Written task
Which lines in the items below contain the string "cloud"? Find each one and copy it out in full, treating uppercase and lowercase letters as different.

___ Data records

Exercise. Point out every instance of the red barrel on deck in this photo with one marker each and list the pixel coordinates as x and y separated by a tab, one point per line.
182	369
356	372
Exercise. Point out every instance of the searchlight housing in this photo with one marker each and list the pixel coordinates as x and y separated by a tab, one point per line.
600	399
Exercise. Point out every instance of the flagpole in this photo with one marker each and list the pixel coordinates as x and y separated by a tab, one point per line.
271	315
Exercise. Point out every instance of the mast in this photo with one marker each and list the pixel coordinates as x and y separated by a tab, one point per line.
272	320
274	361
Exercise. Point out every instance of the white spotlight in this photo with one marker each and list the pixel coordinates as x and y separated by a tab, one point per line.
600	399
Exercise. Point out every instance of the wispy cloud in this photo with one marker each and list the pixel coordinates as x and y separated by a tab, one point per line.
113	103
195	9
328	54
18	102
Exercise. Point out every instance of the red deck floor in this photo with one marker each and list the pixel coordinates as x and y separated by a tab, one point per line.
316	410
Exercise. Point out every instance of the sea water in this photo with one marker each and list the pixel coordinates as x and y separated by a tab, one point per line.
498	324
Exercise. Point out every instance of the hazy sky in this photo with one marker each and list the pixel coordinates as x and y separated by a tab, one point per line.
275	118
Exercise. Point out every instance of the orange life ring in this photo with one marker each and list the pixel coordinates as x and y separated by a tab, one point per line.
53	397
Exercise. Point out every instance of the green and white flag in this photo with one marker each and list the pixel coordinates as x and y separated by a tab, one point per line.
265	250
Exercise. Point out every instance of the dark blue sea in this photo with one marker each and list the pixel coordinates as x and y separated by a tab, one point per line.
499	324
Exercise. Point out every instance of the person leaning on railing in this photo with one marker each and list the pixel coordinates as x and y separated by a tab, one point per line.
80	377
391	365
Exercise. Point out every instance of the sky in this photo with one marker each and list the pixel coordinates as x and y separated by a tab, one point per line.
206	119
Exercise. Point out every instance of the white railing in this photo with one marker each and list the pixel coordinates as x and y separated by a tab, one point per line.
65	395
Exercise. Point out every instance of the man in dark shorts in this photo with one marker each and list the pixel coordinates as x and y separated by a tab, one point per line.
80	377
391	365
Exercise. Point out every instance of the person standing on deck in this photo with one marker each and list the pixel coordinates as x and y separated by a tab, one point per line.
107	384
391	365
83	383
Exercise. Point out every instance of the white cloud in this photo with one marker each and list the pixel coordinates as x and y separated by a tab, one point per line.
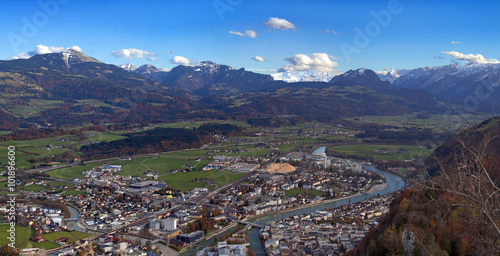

______

Worked solution
Exercise. Point out every instance of the wispy cloud in this photo with one marker each and list the pixel coordinates as x and y separated by a tab, one point per line.
Exercise. Point out every instance of the white cloud in this photo with one marker each and list the pixel coordinates as x and y separated by a tab, one point per line.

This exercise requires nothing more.